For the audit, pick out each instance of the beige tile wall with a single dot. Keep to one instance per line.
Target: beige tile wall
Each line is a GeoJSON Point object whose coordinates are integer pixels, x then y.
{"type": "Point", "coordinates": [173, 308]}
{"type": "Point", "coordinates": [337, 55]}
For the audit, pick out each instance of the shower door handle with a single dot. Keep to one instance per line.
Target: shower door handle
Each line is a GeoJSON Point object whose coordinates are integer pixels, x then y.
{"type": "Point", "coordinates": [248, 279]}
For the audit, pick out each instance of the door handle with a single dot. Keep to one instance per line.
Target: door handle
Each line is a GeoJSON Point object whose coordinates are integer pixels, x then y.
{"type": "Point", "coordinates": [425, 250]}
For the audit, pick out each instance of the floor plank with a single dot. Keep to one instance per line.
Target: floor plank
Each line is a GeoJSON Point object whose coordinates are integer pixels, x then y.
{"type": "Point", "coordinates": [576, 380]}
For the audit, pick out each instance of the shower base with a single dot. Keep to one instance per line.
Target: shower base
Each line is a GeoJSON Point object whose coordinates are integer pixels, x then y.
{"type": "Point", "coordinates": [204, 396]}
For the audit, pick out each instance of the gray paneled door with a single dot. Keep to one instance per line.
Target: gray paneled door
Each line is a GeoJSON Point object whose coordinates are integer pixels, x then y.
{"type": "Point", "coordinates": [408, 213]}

§ What is required: Output nothing but the lines from the one containing "Target: gray paneled door" to the end of the listing, both of those included, exactly as given.

§ Result:
Target: gray paneled door
Each line is a GeoJSON Point object whose coordinates are integer pixels, x then y.
{"type": "Point", "coordinates": [408, 213]}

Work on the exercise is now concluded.